**TRY IT**
Return, unchanged and with no pictures, the lines below from the very first through the one that contains "e.g. point(200, 108)".

BEGIN TASK MATERIAL

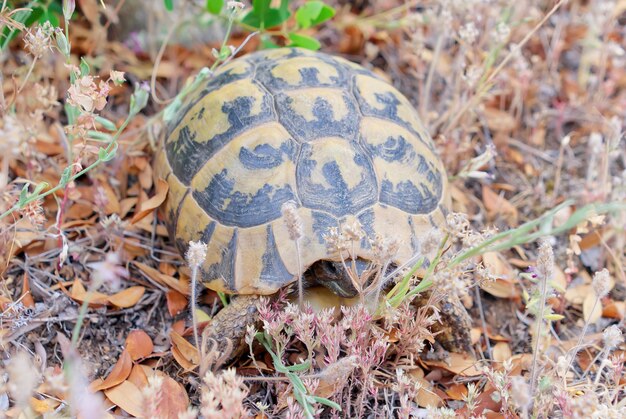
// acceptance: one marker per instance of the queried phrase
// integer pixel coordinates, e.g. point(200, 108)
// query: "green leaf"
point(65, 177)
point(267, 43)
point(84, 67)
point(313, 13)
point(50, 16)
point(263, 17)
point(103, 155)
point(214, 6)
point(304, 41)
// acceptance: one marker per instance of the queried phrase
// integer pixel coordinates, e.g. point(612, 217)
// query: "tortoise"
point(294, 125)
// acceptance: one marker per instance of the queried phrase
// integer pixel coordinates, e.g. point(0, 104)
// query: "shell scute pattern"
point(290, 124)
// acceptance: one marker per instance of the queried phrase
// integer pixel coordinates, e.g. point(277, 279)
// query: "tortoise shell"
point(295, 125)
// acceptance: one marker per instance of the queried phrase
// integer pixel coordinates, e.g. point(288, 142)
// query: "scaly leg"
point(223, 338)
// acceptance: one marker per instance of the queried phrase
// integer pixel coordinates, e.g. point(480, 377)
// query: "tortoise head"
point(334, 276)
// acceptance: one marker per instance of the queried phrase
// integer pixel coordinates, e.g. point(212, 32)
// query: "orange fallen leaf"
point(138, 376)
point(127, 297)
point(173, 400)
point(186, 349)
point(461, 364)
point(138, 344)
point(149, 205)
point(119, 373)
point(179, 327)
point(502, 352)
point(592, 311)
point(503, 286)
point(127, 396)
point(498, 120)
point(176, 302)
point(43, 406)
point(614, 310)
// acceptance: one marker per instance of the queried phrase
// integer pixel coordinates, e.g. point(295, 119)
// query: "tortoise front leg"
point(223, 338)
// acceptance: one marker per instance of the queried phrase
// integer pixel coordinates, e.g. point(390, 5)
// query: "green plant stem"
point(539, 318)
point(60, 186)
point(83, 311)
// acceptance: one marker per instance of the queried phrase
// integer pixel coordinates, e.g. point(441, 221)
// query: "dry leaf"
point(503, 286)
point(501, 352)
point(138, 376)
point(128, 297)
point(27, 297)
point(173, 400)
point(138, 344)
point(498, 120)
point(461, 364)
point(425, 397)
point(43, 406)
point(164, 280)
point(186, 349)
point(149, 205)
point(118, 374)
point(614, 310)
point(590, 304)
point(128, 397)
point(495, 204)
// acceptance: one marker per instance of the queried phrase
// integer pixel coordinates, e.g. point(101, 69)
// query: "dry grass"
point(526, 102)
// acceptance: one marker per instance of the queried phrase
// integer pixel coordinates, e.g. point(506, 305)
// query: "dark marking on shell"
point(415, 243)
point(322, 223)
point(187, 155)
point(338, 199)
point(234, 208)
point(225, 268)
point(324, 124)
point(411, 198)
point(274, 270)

END TASK MATERIAL

**PROBLEM SOLUTION**
// acceptance: one marker per instance of the queried phrase
// integer pixel coordinates, e.g. point(200, 108)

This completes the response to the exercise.